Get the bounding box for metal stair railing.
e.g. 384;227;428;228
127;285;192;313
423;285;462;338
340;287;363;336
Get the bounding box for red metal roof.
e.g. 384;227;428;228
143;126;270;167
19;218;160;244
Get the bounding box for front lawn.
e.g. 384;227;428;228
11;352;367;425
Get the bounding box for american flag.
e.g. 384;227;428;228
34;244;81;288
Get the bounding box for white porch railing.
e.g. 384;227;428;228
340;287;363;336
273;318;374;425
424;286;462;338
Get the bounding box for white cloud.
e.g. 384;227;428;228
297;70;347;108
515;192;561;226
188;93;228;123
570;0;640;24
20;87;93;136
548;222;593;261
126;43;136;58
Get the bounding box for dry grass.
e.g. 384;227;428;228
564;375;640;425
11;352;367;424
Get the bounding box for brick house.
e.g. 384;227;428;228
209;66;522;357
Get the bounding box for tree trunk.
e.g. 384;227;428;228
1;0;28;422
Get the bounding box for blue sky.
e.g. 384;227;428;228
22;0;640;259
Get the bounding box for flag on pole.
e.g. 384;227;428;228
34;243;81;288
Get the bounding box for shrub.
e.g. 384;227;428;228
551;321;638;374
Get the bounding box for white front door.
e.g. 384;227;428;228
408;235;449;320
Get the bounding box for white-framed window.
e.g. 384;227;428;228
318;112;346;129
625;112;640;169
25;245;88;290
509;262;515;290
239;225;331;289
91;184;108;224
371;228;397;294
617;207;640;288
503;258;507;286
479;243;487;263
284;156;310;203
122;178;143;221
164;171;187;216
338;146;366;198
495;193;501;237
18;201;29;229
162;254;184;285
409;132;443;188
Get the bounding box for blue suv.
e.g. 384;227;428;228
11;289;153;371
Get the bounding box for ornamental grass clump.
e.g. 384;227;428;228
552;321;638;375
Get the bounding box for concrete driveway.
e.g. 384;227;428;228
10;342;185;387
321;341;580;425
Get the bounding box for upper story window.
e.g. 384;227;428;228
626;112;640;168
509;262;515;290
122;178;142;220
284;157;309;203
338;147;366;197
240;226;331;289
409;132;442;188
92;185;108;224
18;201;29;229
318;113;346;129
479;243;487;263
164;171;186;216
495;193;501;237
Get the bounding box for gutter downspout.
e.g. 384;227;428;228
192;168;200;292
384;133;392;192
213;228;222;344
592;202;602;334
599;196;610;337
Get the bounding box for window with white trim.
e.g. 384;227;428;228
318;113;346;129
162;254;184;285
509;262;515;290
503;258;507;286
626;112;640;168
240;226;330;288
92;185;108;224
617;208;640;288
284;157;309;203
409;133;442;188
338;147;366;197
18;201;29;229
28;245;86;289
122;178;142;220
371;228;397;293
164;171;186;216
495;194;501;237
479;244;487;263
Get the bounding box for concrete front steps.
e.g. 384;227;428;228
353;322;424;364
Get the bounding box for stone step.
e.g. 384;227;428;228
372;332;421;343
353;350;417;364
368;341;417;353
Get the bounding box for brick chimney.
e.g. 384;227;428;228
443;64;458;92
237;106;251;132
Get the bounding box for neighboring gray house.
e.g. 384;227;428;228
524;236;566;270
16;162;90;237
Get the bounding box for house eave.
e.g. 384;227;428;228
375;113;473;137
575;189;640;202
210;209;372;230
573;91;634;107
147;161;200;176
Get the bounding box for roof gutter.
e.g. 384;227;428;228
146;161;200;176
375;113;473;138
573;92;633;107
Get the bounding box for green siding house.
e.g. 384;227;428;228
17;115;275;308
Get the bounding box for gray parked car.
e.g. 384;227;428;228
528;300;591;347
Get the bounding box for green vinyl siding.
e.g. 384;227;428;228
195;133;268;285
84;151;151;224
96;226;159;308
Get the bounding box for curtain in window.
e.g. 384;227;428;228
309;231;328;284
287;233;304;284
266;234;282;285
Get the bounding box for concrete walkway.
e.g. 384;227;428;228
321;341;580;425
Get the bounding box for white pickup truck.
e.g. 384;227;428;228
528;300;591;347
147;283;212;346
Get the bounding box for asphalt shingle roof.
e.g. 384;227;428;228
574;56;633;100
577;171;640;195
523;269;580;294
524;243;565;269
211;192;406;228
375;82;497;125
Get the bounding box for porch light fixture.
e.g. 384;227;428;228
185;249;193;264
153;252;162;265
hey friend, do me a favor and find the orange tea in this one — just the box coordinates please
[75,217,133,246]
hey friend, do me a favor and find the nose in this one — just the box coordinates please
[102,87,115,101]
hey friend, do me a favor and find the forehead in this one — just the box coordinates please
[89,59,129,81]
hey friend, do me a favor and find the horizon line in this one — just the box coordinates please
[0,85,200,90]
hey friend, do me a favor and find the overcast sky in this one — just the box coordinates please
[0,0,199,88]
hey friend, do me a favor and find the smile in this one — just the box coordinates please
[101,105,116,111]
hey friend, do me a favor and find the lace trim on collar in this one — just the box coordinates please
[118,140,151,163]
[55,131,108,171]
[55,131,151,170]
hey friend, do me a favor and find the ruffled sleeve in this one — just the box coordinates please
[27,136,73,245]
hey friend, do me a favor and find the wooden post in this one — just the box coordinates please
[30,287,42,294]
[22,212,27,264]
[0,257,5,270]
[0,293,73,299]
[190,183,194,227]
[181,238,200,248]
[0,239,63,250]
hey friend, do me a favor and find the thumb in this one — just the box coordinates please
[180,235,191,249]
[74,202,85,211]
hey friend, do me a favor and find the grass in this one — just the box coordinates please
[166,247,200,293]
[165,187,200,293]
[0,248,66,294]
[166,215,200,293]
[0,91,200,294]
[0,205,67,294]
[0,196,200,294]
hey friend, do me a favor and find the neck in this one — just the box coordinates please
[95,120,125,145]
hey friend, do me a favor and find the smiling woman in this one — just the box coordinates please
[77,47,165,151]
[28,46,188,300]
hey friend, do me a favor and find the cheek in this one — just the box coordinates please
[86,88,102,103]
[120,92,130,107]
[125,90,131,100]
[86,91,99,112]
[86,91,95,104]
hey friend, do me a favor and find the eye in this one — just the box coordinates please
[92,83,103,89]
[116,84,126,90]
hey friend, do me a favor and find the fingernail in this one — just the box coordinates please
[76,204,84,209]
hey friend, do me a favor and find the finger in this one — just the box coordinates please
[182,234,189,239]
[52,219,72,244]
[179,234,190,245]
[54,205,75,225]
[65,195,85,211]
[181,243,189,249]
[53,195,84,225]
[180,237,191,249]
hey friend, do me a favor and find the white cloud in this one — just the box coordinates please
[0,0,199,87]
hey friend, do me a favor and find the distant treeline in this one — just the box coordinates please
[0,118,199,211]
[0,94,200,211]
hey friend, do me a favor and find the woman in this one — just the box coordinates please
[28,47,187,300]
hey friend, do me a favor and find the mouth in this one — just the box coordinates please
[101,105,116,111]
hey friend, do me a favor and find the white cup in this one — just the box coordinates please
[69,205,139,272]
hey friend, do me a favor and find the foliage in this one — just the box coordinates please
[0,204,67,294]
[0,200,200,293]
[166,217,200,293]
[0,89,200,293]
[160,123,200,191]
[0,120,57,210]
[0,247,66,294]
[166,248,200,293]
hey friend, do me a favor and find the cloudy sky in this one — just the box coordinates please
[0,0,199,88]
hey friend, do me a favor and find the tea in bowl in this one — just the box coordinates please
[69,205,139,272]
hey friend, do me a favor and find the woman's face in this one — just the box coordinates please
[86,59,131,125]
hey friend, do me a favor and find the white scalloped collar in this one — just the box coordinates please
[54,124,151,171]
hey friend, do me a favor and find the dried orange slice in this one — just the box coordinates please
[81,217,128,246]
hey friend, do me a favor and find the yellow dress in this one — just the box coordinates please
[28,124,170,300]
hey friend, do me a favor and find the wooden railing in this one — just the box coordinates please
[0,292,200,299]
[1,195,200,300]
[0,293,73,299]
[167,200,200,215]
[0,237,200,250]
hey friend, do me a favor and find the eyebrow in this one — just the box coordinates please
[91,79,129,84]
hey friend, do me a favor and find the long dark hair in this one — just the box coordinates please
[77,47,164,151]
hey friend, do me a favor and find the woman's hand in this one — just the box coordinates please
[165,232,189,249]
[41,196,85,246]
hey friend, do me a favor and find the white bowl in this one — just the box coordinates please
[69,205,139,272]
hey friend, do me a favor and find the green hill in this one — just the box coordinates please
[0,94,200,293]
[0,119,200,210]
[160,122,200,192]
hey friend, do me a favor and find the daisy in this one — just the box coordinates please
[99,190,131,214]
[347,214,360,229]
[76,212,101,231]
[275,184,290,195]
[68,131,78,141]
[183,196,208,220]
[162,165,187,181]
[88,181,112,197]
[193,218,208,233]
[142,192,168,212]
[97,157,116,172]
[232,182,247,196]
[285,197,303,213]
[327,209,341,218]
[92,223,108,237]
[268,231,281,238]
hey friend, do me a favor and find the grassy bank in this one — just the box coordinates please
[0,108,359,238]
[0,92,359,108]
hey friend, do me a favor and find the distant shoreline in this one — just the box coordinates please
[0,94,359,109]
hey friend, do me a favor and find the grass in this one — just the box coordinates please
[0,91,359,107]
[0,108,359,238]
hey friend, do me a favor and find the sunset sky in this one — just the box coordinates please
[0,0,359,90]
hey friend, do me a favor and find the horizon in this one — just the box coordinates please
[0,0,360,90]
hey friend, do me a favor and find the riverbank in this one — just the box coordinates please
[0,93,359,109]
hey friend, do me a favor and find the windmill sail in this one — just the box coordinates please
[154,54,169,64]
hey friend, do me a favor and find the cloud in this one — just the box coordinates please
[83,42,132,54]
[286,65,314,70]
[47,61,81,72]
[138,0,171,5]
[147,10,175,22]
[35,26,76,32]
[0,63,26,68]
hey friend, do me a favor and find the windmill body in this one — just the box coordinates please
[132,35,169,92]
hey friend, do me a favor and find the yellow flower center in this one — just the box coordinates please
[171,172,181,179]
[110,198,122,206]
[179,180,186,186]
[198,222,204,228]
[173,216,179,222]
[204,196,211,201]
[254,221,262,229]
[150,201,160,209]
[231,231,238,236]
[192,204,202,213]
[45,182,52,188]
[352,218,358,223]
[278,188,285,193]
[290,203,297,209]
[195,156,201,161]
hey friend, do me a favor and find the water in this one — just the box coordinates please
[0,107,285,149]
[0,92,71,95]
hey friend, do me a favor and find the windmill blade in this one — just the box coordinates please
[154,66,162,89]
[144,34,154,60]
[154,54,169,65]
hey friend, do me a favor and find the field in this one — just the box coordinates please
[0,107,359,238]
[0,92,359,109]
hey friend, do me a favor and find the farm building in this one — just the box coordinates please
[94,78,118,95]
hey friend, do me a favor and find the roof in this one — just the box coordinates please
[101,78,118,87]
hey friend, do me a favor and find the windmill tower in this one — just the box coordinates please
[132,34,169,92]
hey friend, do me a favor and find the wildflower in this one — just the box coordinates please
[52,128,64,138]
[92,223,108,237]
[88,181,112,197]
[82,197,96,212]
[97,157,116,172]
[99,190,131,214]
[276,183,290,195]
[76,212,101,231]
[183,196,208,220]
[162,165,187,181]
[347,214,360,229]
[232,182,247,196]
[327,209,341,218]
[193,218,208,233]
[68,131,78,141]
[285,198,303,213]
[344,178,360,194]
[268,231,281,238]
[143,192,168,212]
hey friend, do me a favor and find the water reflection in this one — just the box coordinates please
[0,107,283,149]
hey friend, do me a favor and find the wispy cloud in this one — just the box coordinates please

——

Can you repeat, word for word, every line above from the one containing "Get the bounding box for front lawn." down to the one containing "Get the bounding box for brick house.", including both?

Answer box -
Get the bounding box for front lawn.
e.g. 384;227;428;228
11;352;367;425
Get the bounding box for american flag.
e.g. 384;227;428;228
34;244;81;288
Get the bounding box for white porch railing.
e.g. 384;227;428;228
340;287;363;336
273;318;374;425
424;286;462;338
Get the bounding box for white cloud.
e.g. 384;227;428;228
297;70;347;108
515;192;561;226
188;93;228;123
570;0;640;24
20;87;93;136
548;222;593;261
126;43;136;58
Get the bounding box for dry grass.
e.g. 384;227;428;228
564;375;640;425
11;352;367;424
Get the bounding box for brick house.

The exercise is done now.